Task to carry out: Your reply should repeat all records verbatim and contain no images.

Information shown:
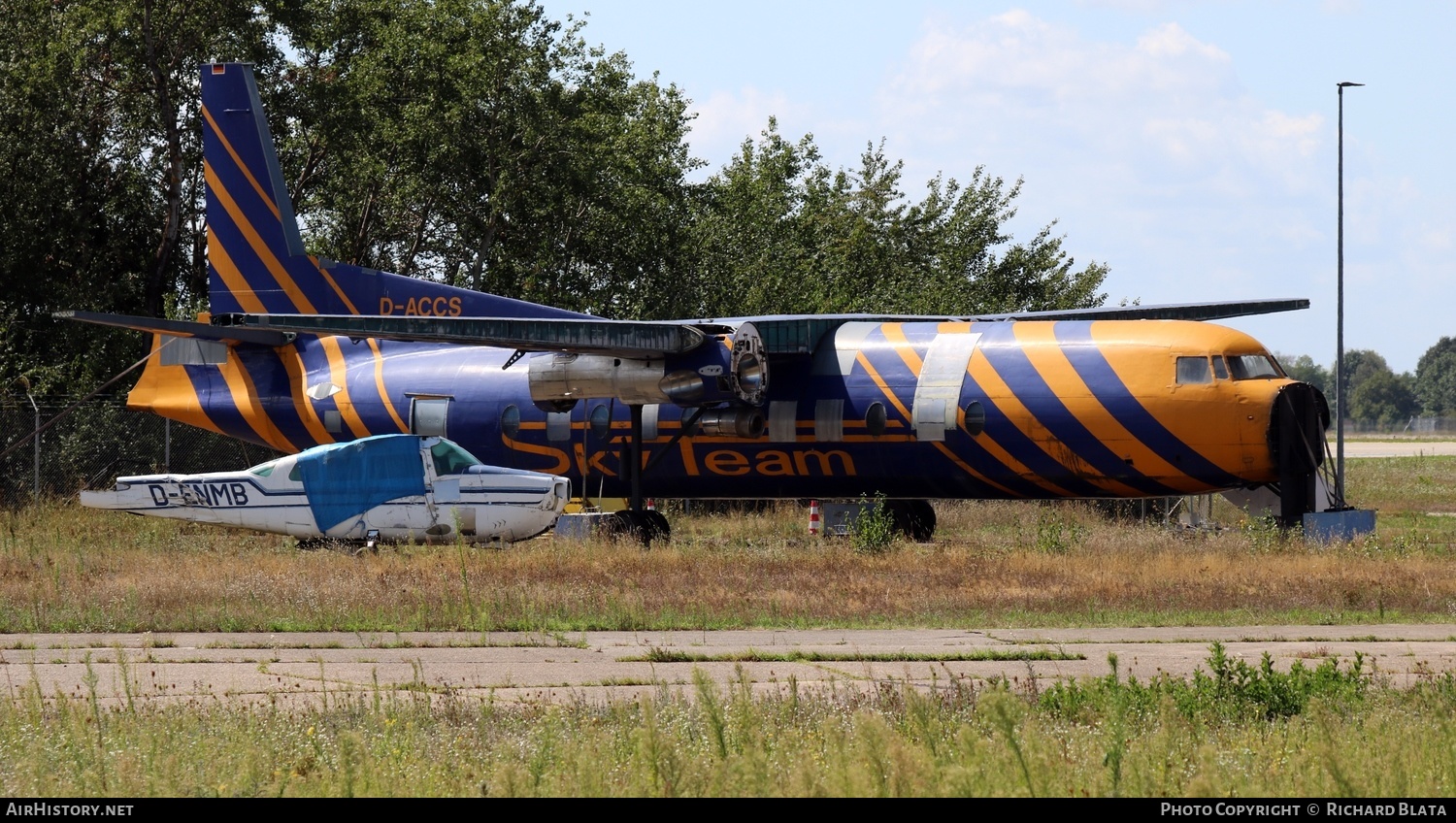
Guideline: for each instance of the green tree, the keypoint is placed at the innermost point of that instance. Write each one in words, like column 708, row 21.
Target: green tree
column 1385, row 398
column 1436, row 379
column 780, row 232
column 1359, row 366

Solution for this problem:
Guideline: for each instance of the green tree, the keypoint is placed at the innermost point of that instance. Write each one in words, like column 708, row 21.
Target: green tree
column 1385, row 398
column 1436, row 379
column 780, row 232
column 1359, row 366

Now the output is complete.